■ WRITTEN TASK
In the entries below, express the lines from the one containing "Can you locate the white" through the end of the entries as a JSON list of strings, with one string per line and blank lines omitted.

■ Entries from a point annotation set
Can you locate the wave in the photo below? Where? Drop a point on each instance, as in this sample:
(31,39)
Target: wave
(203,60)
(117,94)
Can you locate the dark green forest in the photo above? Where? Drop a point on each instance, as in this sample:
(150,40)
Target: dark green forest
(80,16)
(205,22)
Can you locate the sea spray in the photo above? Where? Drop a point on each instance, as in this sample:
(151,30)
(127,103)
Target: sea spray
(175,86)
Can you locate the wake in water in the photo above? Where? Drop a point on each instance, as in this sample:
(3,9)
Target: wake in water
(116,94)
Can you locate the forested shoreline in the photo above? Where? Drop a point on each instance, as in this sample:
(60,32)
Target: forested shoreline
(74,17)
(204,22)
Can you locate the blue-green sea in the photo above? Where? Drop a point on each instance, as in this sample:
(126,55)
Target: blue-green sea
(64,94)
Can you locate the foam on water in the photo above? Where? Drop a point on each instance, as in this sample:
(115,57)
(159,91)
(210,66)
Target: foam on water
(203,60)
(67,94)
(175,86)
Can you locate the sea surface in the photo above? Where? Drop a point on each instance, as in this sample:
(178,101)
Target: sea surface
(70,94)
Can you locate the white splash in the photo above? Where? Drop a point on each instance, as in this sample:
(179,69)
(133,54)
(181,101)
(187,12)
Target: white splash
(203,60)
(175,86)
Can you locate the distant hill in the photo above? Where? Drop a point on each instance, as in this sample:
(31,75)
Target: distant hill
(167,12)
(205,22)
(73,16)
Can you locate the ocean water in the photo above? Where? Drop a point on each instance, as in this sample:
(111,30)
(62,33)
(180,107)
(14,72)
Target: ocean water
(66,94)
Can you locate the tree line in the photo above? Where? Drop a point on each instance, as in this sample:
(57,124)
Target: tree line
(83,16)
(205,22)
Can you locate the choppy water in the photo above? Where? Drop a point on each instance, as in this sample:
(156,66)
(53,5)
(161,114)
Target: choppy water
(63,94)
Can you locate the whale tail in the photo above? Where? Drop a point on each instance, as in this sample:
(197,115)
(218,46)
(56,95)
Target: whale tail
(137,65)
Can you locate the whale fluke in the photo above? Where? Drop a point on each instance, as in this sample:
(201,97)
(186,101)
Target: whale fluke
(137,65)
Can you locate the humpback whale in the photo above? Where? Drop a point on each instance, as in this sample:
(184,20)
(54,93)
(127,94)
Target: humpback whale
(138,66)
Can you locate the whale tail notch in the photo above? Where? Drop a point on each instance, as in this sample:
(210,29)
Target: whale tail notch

■ ANSWER TO THE TASK
[
  "Can you locate the white splash in the photo above? Where? Drop a point on each instance, as in this sample:",
  "(179,69)",
  "(133,54)",
  "(181,101)",
  "(187,12)",
  "Target: white splash",
  "(203,60)",
  "(175,86)",
  "Can you locate the distant hill in the photo above? Where? Drop a point on each instance, as in this sample:",
  "(31,75)",
  "Target: distant hill",
  "(167,12)",
  "(205,22)",
  "(73,16)",
  "Can you locate the ocean water in the photo above? Where? Drop a point on each instance, as in this sample:",
  "(111,30)",
  "(62,33)",
  "(180,107)",
  "(14,72)",
  "Target: ocean water",
  "(66,94)",
  "Can you locate the tree line in the photo above? Where? Drop a point on each instance, as in this sample:",
  "(57,124)",
  "Target: tree line",
  "(83,16)",
  "(205,22)",
  "Can you locate the choppy water in the photo above? Where? Drop a point on each instance, as in this sample:",
  "(156,66)",
  "(53,5)",
  "(161,114)",
  "Target: choppy water",
  "(63,94)",
  "Can you locate the whale tail in the photo above? Where? Drop a point on each instance, as in this sample:",
  "(197,115)",
  "(218,46)",
  "(56,95)",
  "Target: whale tail",
  "(137,65)",
  "Can you locate the whale fluke in the photo above? Where? Drop a point on each instance, as in this sample:",
  "(201,97)",
  "(186,101)",
  "Target: whale fluke",
  "(137,65)",
  "Can you locate the humpback whale in the photo above? Where? Drop a point on each instance, as in this sample:",
  "(184,20)",
  "(54,93)",
  "(127,94)",
  "Target: humpback whale",
  "(138,66)",
  "Can you locate the whale tail notch in the photo above? Where? Drop a point on each instance, as in this sample:",
  "(210,29)",
  "Target: whale tail notch"
]